• _What is required_:
Locate "Study the picture above. For each instance of the forested" in the listing. Transcribe the line that contains it and every line that follows, through the last, omitting all pictures.

=== Data provided ===

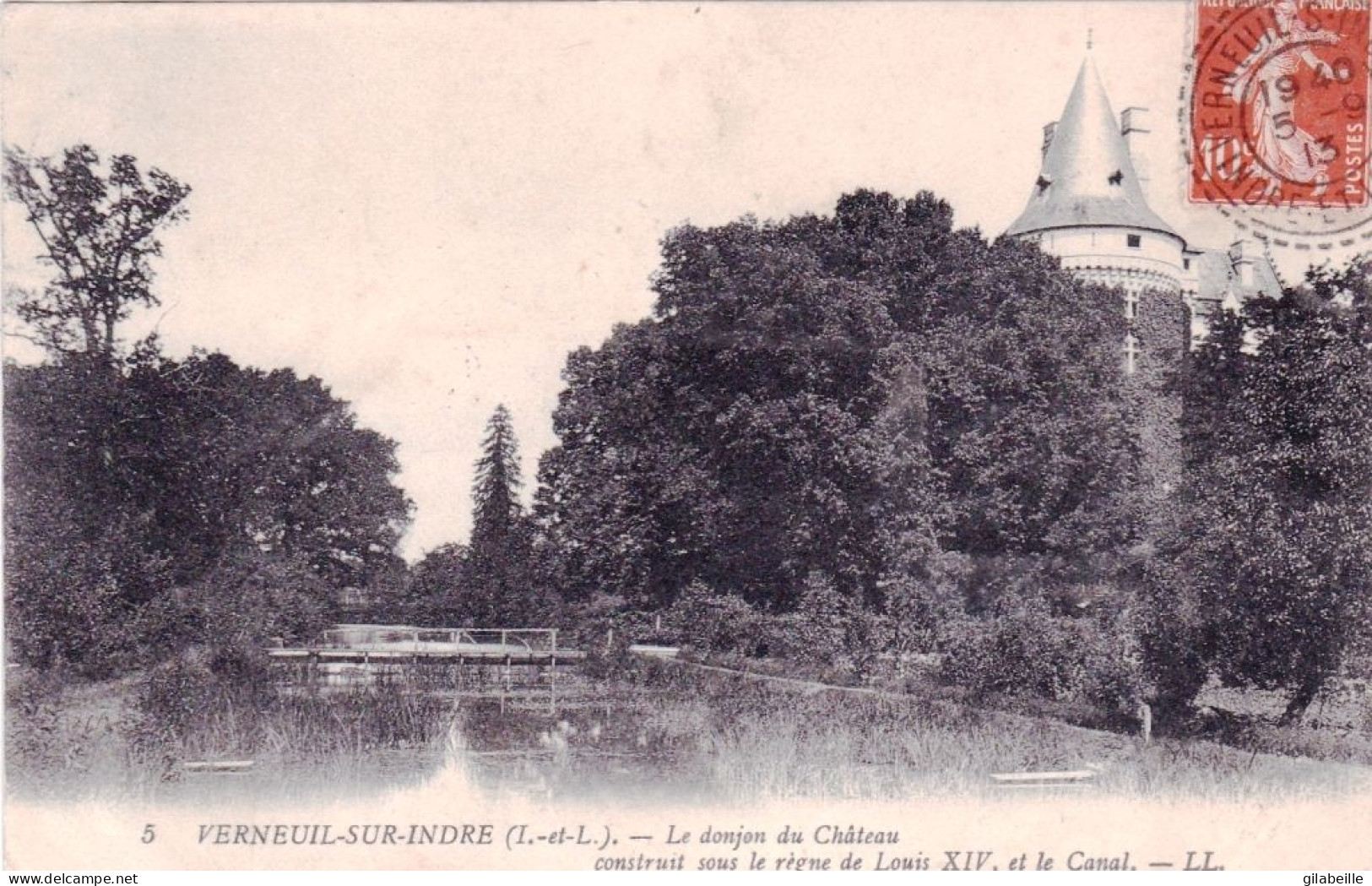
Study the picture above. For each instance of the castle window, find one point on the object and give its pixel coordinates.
(1131, 354)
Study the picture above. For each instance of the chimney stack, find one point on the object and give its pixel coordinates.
(1134, 127)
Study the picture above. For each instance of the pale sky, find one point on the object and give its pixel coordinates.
(428, 206)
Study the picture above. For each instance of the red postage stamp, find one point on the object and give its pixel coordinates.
(1279, 103)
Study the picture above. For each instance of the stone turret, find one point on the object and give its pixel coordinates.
(1088, 204)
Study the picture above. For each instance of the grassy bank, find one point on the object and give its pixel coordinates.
(641, 727)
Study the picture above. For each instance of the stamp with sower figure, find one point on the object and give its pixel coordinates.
(1279, 106)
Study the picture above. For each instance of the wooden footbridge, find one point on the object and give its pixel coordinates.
(464, 660)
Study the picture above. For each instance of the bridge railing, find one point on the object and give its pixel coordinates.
(408, 638)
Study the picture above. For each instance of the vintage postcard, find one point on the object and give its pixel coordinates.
(718, 437)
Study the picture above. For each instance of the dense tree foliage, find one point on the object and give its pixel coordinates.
(840, 395)
(500, 579)
(98, 233)
(1275, 557)
(184, 481)
(153, 503)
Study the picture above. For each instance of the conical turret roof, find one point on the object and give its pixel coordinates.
(1087, 177)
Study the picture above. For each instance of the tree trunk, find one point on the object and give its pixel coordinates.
(1301, 699)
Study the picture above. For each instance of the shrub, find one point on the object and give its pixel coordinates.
(1028, 652)
(713, 623)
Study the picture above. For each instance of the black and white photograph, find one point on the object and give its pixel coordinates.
(687, 437)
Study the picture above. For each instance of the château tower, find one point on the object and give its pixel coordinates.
(1090, 209)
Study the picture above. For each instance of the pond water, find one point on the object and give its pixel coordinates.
(607, 749)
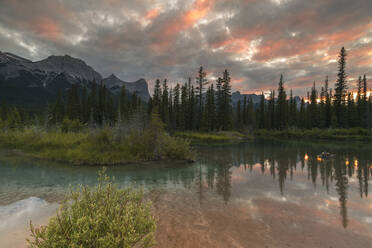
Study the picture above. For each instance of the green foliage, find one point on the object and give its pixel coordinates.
(103, 216)
(69, 125)
(98, 146)
(212, 137)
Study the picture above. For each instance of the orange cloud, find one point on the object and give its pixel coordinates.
(199, 10)
(46, 27)
(304, 45)
(151, 14)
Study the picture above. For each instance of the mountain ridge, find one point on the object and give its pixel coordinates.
(26, 82)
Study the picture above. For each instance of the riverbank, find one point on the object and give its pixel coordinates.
(97, 146)
(213, 138)
(352, 134)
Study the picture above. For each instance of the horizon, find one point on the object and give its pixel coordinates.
(255, 40)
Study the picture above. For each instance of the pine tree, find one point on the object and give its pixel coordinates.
(328, 105)
(313, 107)
(226, 101)
(164, 112)
(157, 97)
(184, 107)
(262, 111)
(251, 119)
(292, 110)
(210, 109)
(239, 120)
(245, 111)
(191, 109)
(219, 99)
(340, 89)
(302, 115)
(281, 105)
(201, 82)
(271, 111)
(177, 107)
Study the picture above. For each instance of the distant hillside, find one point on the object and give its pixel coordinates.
(32, 84)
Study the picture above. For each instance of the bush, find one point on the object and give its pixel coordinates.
(71, 125)
(103, 216)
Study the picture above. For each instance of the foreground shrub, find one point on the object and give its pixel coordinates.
(103, 216)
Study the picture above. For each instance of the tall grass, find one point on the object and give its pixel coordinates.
(98, 146)
(352, 134)
(212, 137)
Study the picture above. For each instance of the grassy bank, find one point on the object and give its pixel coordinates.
(352, 134)
(211, 138)
(102, 216)
(98, 146)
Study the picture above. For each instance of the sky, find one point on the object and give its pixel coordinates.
(256, 40)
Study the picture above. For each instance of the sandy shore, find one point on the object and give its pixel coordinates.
(187, 221)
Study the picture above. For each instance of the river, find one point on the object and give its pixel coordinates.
(256, 194)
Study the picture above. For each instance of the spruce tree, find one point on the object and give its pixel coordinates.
(281, 105)
(201, 82)
(262, 111)
(340, 89)
(226, 101)
(164, 112)
(313, 107)
(157, 96)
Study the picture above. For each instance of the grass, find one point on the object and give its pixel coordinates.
(210, 138)
(352, 134)
(98, 146)
(101, 216)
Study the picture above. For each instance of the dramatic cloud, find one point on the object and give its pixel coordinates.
(256, 40)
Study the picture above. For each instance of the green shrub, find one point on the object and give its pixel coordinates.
(71, 125)
(103, 216)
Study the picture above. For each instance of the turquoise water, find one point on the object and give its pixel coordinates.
(329, 191)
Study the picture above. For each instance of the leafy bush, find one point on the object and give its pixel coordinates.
(98, 146)
(212, 137)
(71, 125)
(103, 216)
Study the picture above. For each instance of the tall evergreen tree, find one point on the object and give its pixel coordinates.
(340, 89)
(313, 107)
(201, 82)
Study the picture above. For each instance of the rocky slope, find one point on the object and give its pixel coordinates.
(27, 83)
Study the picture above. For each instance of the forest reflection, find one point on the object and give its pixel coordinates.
(282, 163)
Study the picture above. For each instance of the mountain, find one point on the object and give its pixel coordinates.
(236, 96)
(139, 87)
(32, 84)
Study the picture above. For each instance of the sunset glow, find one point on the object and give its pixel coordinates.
(256, 40)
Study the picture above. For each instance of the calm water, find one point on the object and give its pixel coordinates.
(273, 184)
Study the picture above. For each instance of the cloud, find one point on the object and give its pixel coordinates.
(256, 40)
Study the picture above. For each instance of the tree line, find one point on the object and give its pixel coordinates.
(206, 106)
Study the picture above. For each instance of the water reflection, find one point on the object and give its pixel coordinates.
(284, 161)
(228, 173)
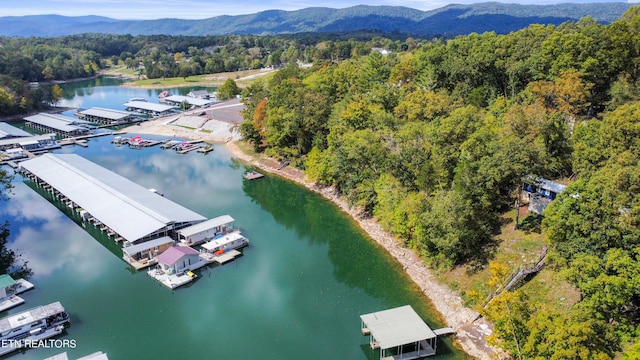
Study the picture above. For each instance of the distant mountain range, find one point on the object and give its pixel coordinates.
(450, 20)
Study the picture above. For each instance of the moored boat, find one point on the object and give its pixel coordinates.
(225, 242)
(252, 175)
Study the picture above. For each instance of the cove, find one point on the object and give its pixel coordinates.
(296, 293)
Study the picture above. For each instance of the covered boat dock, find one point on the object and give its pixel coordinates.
(149, 108)
(193, 102)
(107, 116)
(399, 333)
(145, 254)
(122, 208)
(206, 230)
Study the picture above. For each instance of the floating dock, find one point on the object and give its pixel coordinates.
(399, 333)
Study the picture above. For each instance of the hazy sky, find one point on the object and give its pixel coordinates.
(201, 9)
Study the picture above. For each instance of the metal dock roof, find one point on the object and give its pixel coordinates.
(134, 249)
(397, 326)
(149, 106)
(124, 206)
(8, 130)
(178, 99)
(26, 317)
(206, 225)
(58, 122)
(110, 114)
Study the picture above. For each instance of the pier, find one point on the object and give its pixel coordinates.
(399, 333)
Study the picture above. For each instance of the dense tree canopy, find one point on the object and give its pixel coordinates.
(436, 142)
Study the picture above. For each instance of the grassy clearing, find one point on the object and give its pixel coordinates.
(516, 249)
(243, 78)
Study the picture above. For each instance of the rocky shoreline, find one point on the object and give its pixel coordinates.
(470, 328)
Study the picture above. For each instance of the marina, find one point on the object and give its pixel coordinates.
(253, 175)
(9, 291)
(309, 267)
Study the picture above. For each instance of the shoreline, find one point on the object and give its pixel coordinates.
(470, 328)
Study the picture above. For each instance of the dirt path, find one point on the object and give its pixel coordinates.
(470, 330)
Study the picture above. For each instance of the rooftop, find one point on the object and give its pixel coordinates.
(126, 207)
(397, 326)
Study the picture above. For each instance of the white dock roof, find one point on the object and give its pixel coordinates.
(26, 317)
(206, 225)
(397, 326)
(8, 130)
(58, 122)
(189, 99)
(124, 206)
(110, 114)
(149, 106)
(222, 241)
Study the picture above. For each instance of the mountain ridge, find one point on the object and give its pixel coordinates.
(450, 20)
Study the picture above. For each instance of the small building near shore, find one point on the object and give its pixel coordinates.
(206, 230)
(399, 333)
(177, 259)
(193, 102)
(539, 193)
(199, 94)
(8, 131)
(59, 124)
(149, 108)
(145, 254)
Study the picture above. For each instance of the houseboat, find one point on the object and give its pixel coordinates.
(223, 243)
(25, 329)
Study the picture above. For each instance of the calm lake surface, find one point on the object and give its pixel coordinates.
(296, 293)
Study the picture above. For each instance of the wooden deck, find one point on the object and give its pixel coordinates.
(138, 265)
(252, 175)
(426, 350)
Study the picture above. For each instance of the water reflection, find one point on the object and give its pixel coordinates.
(39, 229)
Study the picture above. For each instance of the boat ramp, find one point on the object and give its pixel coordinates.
(9, 291)
(253, 175)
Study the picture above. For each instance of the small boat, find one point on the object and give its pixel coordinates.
(19, 330)
(252, 175)
(231, 241)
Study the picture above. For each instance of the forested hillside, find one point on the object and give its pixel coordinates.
(450, 20)
(435, 143)
(50, 60)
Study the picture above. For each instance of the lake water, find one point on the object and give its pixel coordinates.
(296, 293)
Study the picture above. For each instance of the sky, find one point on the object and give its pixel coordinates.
(202, 9)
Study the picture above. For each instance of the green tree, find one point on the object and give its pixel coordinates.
(228, 89)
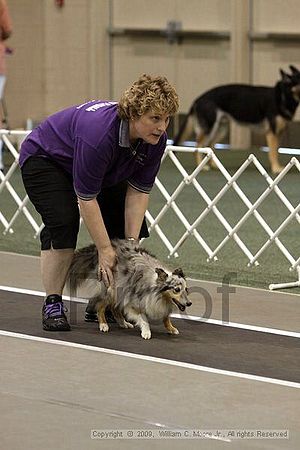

===

• _Result_:
Study the picture above. For each instance of the forested hillside, find one point on the object and give its pixel coordinates.
(450, 20)
(435, 143)
(50, 60)
Study the picture above. For each instance of the lake water, find one point on the object and give its pixel coordinates.
(296, 293)
Study the picture above. For each instance of the sky, find one point on the object and give its pixel coordinates.
(202, 9)
Study the picture above. For each instance of the green tree, find one point on the object and give its pixel coordinates.
(228, 89)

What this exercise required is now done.